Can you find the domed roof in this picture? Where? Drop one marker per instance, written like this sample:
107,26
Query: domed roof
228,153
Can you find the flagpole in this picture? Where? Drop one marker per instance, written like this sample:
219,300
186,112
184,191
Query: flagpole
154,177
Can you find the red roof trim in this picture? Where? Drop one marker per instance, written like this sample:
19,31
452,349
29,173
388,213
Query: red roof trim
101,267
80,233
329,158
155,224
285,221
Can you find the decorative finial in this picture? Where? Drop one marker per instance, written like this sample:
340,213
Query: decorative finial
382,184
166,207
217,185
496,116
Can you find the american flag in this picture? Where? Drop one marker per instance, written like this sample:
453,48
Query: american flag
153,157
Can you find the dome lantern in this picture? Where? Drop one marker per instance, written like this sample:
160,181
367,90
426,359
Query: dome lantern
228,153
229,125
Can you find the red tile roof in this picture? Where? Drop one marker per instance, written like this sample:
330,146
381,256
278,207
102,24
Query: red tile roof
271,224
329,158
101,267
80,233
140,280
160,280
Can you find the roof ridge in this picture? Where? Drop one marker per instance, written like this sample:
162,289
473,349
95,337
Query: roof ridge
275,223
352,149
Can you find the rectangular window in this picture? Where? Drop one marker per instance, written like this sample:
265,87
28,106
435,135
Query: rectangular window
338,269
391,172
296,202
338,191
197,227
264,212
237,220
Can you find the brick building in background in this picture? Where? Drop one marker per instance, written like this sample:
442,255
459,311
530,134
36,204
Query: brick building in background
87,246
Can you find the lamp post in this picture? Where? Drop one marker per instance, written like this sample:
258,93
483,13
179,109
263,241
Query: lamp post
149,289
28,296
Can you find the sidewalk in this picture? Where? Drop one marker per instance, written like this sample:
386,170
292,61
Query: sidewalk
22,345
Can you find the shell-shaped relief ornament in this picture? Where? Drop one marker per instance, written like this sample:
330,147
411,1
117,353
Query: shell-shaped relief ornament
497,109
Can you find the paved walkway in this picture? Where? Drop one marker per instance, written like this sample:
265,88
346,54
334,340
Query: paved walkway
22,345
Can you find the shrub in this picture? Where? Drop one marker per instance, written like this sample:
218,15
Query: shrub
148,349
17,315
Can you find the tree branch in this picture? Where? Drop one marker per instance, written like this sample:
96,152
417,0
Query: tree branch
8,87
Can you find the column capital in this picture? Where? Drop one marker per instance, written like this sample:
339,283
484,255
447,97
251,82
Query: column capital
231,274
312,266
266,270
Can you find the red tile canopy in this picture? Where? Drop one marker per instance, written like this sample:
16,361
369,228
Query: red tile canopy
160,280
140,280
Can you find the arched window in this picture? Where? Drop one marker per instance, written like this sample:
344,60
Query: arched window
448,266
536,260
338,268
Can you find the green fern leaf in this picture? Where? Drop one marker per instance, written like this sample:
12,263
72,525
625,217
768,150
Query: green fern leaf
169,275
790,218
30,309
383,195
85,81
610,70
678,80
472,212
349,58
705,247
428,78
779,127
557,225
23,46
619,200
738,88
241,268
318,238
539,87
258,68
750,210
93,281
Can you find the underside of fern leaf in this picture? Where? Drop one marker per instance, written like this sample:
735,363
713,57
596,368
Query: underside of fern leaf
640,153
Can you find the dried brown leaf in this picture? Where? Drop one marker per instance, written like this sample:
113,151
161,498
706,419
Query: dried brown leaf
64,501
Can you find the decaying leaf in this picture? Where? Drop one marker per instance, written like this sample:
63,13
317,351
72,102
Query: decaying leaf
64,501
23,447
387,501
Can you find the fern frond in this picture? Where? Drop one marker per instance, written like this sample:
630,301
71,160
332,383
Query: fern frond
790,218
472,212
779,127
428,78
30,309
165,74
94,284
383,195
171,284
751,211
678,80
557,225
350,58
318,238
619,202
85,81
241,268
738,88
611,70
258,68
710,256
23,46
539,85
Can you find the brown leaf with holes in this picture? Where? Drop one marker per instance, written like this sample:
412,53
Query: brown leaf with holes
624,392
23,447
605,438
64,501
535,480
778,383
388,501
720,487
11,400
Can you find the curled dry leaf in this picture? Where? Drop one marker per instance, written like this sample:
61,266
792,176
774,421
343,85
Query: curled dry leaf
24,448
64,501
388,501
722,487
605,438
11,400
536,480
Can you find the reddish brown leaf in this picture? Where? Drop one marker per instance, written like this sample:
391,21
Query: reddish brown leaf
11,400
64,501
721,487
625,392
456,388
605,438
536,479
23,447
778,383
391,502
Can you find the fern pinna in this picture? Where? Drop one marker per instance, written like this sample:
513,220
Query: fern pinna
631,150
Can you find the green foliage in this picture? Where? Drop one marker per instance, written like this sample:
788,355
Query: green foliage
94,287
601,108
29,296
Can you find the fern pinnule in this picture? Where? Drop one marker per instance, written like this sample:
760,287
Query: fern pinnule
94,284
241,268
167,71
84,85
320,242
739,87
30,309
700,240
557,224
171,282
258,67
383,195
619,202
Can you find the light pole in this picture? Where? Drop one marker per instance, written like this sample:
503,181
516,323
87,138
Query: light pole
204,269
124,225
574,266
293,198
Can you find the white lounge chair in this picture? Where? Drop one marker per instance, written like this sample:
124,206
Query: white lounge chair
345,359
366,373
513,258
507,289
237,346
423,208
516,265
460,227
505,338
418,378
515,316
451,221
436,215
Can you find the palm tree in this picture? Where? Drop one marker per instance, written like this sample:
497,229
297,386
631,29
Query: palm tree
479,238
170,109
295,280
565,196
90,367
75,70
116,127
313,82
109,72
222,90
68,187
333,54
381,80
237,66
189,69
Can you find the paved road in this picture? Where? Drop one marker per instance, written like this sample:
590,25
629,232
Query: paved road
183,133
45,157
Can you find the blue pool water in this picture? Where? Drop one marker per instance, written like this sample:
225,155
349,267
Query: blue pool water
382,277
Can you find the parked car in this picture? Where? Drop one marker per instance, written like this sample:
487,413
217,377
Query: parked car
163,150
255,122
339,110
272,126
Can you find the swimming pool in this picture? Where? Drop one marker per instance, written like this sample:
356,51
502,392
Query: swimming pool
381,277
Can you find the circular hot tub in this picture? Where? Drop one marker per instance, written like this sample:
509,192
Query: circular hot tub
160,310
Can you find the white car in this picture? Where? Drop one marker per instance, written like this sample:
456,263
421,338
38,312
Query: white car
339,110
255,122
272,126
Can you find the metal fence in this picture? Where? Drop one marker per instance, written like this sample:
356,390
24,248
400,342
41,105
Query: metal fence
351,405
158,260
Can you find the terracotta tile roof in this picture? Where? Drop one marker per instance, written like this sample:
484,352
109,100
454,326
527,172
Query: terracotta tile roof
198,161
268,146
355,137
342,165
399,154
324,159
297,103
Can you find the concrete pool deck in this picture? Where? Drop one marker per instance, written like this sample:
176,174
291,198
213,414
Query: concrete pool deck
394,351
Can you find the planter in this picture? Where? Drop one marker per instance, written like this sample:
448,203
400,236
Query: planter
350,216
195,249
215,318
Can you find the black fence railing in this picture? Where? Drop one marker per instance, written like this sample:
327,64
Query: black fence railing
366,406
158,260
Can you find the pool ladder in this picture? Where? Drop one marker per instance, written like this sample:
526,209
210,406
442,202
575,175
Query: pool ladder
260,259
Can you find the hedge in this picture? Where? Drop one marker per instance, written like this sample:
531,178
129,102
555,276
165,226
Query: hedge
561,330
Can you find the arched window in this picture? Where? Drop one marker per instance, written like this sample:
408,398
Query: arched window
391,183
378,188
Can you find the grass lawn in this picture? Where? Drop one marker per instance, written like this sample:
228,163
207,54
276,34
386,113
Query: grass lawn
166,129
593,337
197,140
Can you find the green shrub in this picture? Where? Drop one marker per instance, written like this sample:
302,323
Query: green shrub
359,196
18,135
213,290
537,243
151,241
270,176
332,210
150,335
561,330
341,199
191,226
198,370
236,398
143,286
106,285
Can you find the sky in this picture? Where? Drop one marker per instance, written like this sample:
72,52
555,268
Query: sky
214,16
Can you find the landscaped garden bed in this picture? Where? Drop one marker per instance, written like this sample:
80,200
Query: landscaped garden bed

= = = = =

*Exercise directions:* Find each line in the records above that contains "garden", and copy it.

*Reply to the exercise:*
Can you find the landscaped garden bed in this picture? Where? Drop one marker per instance, written like this sample:
Query: landscaped garden bed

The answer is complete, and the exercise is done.